# WRITTEN REQUEST 1
Can you quote the operational efficiency page word for word, everything from "- Super simple" down to "Prompt Compression (Input)"?
# WRITTEN REQUEST 2
Could you rewrite the rows, everything from the first one down to the line containing "[[428, 507]]", replacing "Objective" with "Goal" and leaving all else unchanged, and return only those lines?

# SOURCE DOCUMENT

****************************************

Operational Efficiency and Optimization

Contents:

Foreword to this Section

Architecting, building, and improving AI systems is far from trivial. This section includes common problems, challenges, and tradeoffs to watch out for in production-level AI systems. First we expose the challenge, then mention cloud-agnostic techniques to tackle it, and finally the AWS-specific architectures and solutions available to us (but it can all still blend together).

Token Efficiency

Ref: https://www.udemy.com/course/ultimate-aws-certified-generative-ai-developer-professional/learn/lecture/53684395

🔧 More tokens used = More processing time & More $$$ spent → if you can do the same or a similar task with less tokens, better!
- Several tools and techniques to measure/improve number of tokens used, token efficiency…

Token Efficiency Techniques

Count tokens (duh!)
- Super simple
- Very useful to estimate costs prior to inference
- Very useful to optimize prompts to fit within token limits (different models have different context windows)
Context window optimization/Context pruning (Input)
- Delete older parts of chat history (at some point, the whole chat conversation is too big to continue sending as-is…)
- Chunk big documents and send only relevant chunks (RAG)
- Retrieve less chunks in RAG systems
- Filter RAG chunks by metadata (fast way to toss irrelevant chunks)
Prompt Compression (Input)
- Summarize older parts of chat history (at some point, the whole chat conversation is too big to continue sending as-is…)
- Summarize large documents (without losing meaning) before sending to FM (normally a small AI model can summarize user prompt before sending to larger model)
- Use KBs and RAG instead of complete documents in the prompt
Response size controls/Response limiting (Output)
- Establish maxTokens parameter
- Can also force format/length via JSON output settings
- Specify the desired length of a response in the prompt (”answer can not exceed 100 words”)
- Use few-shot examples to specify desired verbosity

Token Efficiency in AWS

Bedrock has CountTokens API (which costs nothing, use!)
CloudWatch can track lots of stuff
- InputTokenCount and OutputTokenCount
- Model/response latency
  - TTFT (Time to First Token) in streaming mode
- Throttles, server/client errors on invocation
- …

Cost-Effective Model Selection

Ref: https://www.udemy.com/course/ultimate-aws-certified-generative-ai-developer-professional/learn/lecture/53684401

🔧 Model size (small-large) ↔ cost-capability tradeoff

****************************************

# SOURCE RECORDS
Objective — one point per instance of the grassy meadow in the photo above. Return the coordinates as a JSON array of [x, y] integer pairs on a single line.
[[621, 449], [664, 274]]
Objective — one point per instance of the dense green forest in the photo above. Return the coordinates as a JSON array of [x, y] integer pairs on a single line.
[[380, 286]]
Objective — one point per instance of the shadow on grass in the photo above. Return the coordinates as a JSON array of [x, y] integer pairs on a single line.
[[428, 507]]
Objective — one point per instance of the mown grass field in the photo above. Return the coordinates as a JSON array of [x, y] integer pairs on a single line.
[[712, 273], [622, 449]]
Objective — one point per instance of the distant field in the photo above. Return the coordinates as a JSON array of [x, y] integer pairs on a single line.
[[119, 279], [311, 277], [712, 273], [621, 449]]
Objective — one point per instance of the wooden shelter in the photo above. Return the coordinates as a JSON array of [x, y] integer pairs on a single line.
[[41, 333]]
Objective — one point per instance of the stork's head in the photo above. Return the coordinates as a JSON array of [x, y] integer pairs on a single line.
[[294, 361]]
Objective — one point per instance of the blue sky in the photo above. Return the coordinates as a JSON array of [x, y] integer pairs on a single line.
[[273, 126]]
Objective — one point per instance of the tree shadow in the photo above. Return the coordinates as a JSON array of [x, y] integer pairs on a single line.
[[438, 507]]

****************************************

# PROBLEM SOLUTION 1
- Super simple
- Very useful to estimate costs prior to inference
- Very useful to optimize prompts to fit within token limits (different models have different context windows)
Context window optimization/Context pruning (Input)
- Delete older parts of chat history (at some point, the whole chat conversation is too big to continue sending as-is…)
- Chunk big documents and send only relevant chunks (RAG)
- Retrieve less chunks in RAG systems
- Filter RAG chunks by metadata (fast way to toss irrelevant chunks)
Prompt Compression (Input)

# PROBLEM SOLUTION 2
Goal — one point per instance of the grassy meadow in the photo above. Return the coordinates as a JSON array of [x, y] integer pairs on a single line.
[[621, 449], [664, 274]]
Goal — one point per instance of the dense green forest in the photo above. Return the coordinates as a JSON array of [x, y] integer pairs on a single line.
[[380, 286]]
Goal — one point per instance of the shadow on grass in the photo above. Return the coordinates as a JSON array of [x, y] integer pairs on a single line.
[[428, 507]]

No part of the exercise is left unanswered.